Excerto do texto:
***

Uma plataforma sobre o artesanato tradicional e as suas reinterpretações

 

Uma aplicação prática da dissertação “Olhares Criativos: Uma investigação sobre a inovação no artesanato tradicional no contexto das Indústrias Criativas”, produzida por Ana Vasco, no Mestrado de Comunicação e Gestão de Indústrias Criativas

Flup – Universidade do Porto

Arlindo Moura

Filigrana de Portugal

Arlindo Moura

a criação de um elo entre a inovação e a história

Texto: Ana Vasco / As fotografias indicadas foram cedidas pelo artesão

É comum que grandes artesãos guardem recordações grandiosas relacionadas ao início das suas carreiras: as primeiras experiências com ferramentas preciosas, as peças admiradas por todos, os segredos transmitidos pelos familiares experientes. No entanto, as memórias de infância do mestre de filigrana Arlindo Moura levam-nos a conhecer a sua divertida missão: apanhar, com uma pinça, as pequenas argolas que caíam no chão, entre os estrados, na oficina do avô. Este ato, que combinava destreza, precisão e paciência, foi essencial para que Arlindo se tornasse um homem atento ao que é simples, delicado e desafiador, capaz de criar peças fabulosas, como a ovelha bordaleira em tamanho real ou o vestido com corpete em filigrana, feito em parceria com a estilista Micaela Oliveira para a Expo 2020 em Dubai.

***

Dados brutos:

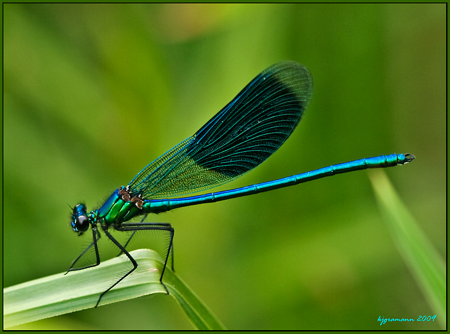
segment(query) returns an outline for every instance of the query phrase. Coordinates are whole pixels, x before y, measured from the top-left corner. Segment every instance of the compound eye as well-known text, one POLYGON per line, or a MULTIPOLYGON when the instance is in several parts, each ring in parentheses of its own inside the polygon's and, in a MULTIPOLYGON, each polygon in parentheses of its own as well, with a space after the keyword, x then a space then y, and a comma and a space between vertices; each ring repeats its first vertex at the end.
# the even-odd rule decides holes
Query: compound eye
POLYGON ((80 216, 75 221, 75 228, 80 233, 86 232, 89 228, 89 220, 86 216, 80 216))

***

Tarefas propostas:
1/ De acordo com o texto sobre Arlindo Moura, em parceria com que estilista foi feito o vestido com corpete em filigrana?
2/ Reescreva o trecho do texto sobre Arlindo Moura que começa em "Texto: Ana Vasco" e prossegue até "2020 em Dubai.", trocando "pinça" por "tenaz".
3/ Indique todas as qualidades que, segundo o texto sobre Arlindo Moura, se combinavam no ato de apanhar as pequenas argolas caídas no chão da oficina do avô.

Lista de respostas:
1/ Com a estilista Micaela Oliveira.

2/
Texto: Ana Vasco / As fotografias indicadas foram cedidas pelo artesão

É comum que grandes artesãos guardem recordações grandiosas relacionadas ao início das suas carreiras: as primeiras experiências com ferramentas preciosas, as peças admiradas por todos, os segredos transmitidos pelos familiares experientes. No entanto, as memórias de infância do mestre de filigrana Arlindo Moura levam-nos a conhecer a sua divertida missão: apanhar, com uma tenaz, as pequenas argolas que caíam no chão, entre os estrados, na oficina do avô. Este ato, que combinava destreza, precisão e paciência, foi essencial para que Arlindo se tornasse um homem atento ao que é simples, delicado e desafiador, capaz de criar peças fabulosas, como a ovelha bordaleira em tamanho real ou o vestido com corpete em filigrana, feito em parceria com a estilista Micaela Oliveira para a Expo 2020 em Dubai.

3/ Destreza, precisão e paciência.